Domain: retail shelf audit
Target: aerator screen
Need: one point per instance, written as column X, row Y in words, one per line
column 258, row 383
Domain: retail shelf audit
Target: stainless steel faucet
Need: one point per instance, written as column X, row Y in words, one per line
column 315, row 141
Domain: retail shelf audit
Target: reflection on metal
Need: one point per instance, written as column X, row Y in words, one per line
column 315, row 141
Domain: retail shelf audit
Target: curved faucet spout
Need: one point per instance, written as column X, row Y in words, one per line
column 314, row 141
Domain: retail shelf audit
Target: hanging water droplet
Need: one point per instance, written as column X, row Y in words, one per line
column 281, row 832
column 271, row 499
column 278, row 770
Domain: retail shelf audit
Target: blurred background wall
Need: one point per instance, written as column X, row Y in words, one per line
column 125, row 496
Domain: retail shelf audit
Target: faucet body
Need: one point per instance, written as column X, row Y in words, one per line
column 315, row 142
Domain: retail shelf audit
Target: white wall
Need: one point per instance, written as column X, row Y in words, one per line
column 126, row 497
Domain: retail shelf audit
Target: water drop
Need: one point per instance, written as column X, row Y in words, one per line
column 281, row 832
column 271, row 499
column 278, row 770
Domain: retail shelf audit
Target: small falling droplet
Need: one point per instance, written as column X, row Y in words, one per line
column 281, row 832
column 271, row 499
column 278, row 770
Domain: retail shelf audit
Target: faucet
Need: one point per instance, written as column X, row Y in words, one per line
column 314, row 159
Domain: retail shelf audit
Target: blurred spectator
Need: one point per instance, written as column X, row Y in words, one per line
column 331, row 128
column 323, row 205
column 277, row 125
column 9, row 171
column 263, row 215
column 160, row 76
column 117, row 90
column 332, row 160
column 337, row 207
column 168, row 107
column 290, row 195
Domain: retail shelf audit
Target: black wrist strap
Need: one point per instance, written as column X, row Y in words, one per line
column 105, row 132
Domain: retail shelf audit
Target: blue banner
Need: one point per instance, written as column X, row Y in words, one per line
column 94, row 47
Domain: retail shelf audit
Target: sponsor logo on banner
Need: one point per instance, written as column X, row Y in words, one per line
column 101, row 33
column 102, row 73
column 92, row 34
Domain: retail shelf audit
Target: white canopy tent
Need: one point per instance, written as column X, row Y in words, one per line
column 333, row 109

■ ■ ■ ■ ■ ■ ■

## GIVEN TASK
Report every line in the rows above that contains the string "banner", matching case exactly.

## SOLVED PROBLEM
Target: blue banner
Target: sponsor logo on banner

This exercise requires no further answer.